Dalam jumpa pers di Jakarta, Minggu (30/6), peneliti senior di Setara Institute Noryamin Aini menjelaskan kampus-kampus Islam yang mengajarkan agama secara menyeluruh diyakini akan membentuk pola beragama yang moderat.
"Tapi yang terlihat dari penelitian ini Setara Institute, kampus-kampus agama itu mahasiswanya memperlihatkan kecenderungan beragama yang lebih konservatif, yang lebih fundamentalis," kata Noryamin.
Penelitian oleh Setara Institute ini melibatkan seratus mahasiswa dari sepuluh perguruan tinggi negeri, yakni Universitas Indonesia, UIN Syarif Hidayatullah, Institut Pertanian Bogor, Institut Teknologi Bandung, UIN Sunan Gunung Djati, Universitas Gadjah Mada Universitas Negeri Yogyakarta, Universitas Airlangga, Universitas Brawijaya, dan Universitas Mataram.
Temuan lainnya, lanjut Noryamin, adalah mahasiswa di UIN Syarif Hidayatullah dan UIN Sunan Gunung Djati cenderung lebih mudah menerima orang yang berbeda agama ketimbang menerima orang yang berbeda pemahaman meski masih seagama.
Menurut Noryamin, latar belakang kehidupan keluarga sangat mempengaruhi pola beragama mahasiswa: apakah menjadi eksklusif atau inklusif. Orang tua yang cenderung terbuka lebih mudah menanamkan paham keberagaman kepada anak.
Dia menekankan mahasiswa di kampus-kampus Islam cenderung berpola agama konservatif karena memang penekanan terhadap agama begitu dominan, mereka menjadi susah menerima keberagaman karena amat sangat jarang mahasiwa non-muslim.
Gerakan Tarbiyah, Gerakan Keagamaan Terkuat di Kampus-kampus
Wakil ketua Setara Institute Bonar Tigor Naipospos menyebutkan gerakan tarbiyah saat ini merupakan gerakan keagamaan paling kuat di kampus-kampus di Indonesia. Sebab mereka sudah muncul di masa akhir kepemimpinan Presiden Soeharto.
^^^^^^^^
**Ketentuan a**.
Ubah baris data menjadi daftar JSON berisi string, satu string untuk tiap baris dan tanpa baris kosong. Mulailah dari baris yang memuat "Phrase -- curved concrete lip" dan teruskan hingga baris terakhir data.
^^^^^^^^
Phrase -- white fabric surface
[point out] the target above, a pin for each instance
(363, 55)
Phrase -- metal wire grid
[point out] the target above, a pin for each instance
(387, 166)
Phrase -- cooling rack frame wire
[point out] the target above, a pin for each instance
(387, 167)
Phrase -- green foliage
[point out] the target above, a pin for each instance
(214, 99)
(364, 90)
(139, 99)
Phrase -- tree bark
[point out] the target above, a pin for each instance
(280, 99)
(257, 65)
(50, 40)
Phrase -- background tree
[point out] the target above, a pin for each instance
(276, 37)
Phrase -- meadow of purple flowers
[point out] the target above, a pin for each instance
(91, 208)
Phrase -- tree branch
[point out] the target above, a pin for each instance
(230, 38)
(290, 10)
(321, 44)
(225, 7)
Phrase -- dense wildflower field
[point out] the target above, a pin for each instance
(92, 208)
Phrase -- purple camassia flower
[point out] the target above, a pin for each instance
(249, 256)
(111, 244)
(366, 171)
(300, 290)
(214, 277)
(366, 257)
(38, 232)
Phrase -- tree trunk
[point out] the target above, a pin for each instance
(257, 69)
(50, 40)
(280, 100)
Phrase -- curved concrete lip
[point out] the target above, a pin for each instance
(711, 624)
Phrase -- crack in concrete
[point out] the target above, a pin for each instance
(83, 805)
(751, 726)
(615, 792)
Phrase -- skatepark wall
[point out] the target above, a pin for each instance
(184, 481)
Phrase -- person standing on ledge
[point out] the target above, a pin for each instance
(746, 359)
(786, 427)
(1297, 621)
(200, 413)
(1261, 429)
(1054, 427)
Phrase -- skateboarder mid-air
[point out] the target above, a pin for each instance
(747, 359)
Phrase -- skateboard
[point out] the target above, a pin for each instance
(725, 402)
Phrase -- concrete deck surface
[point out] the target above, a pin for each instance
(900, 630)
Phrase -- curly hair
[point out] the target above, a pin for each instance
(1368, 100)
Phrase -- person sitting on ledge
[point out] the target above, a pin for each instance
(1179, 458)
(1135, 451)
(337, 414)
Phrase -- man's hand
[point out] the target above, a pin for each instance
^^^^^^^^
**Ketentuan b**.
Salin tanpa perubahan bagian artikel tentang penelitian Setara Institute, mulai dari kata-kata "Gerakan Tarbiyah, Gerakan" dan berhenti setelah kata-kata "kepemimpinan Presiden Soeharto.".

**Jawaban Lengkap a**.
[
  "Phrase -- curved concrete lip",
  "[point out] the target above, a pin for each instance",
  "(711, 624)",
  "Phrase -- crack in concrete",
  "[point out] the target above, a pin for each instance",
  "(83, 805)",
  "(751, 726)",
  "(615, 792)",
  "Phrase -- skatepark wall",
  "[point out] the target above, a pin for each instance",
  "(184, 481)",
  "Phrase -- person standing on ledge",
  "[point out] the target above, a pin for each instance",
  "(746, 359)",
  "(786, 427)",
  "(1297, 621)",
  "(200, 413)",
  "(1261, 429)",
  "(1054, 427)",
  "Phrase -- skateboarder mid-air",
  "[point out] the target above, a pin for each instance",
  "(747, 359)",
  "Phrase -- skateboard",
  "[point out] the target above, a pin for each instance",
  "(725, 402)",
  "Phrase -- concrete deck surface",
  "[point out] the target above, a pin for each instance",
  "(900, 630)",
  "Phrase -- curly hair",
  "[point out] the target above, a pin for each instance",
  "(1368, 100)",
  "Phrase -- person sitting on ledge",
  "[point out] the target above, a pin for each instance",
  "(1179, 458)",
  "(1135, 451)",
  "(337, 414)",
  "Phrase -- man's hand",
  "[point out] the target above, a pin for each instance"
]

**Jawaban Lengkap b**.
Gerakan Tarbiyah, Gerakan Keagamaan Terkuat di Kampus-kampus
Wakil ketua Setara Institute Bonar Tigor Naipospos menyebutkan gerakan tarbiyah saat ini merupakan gerakan keagamaan paling kuat di kampus-kampus di Indonesia. Sebab mereka sudah muncul di masa akhir kepemimpinan Presiden Soeharto.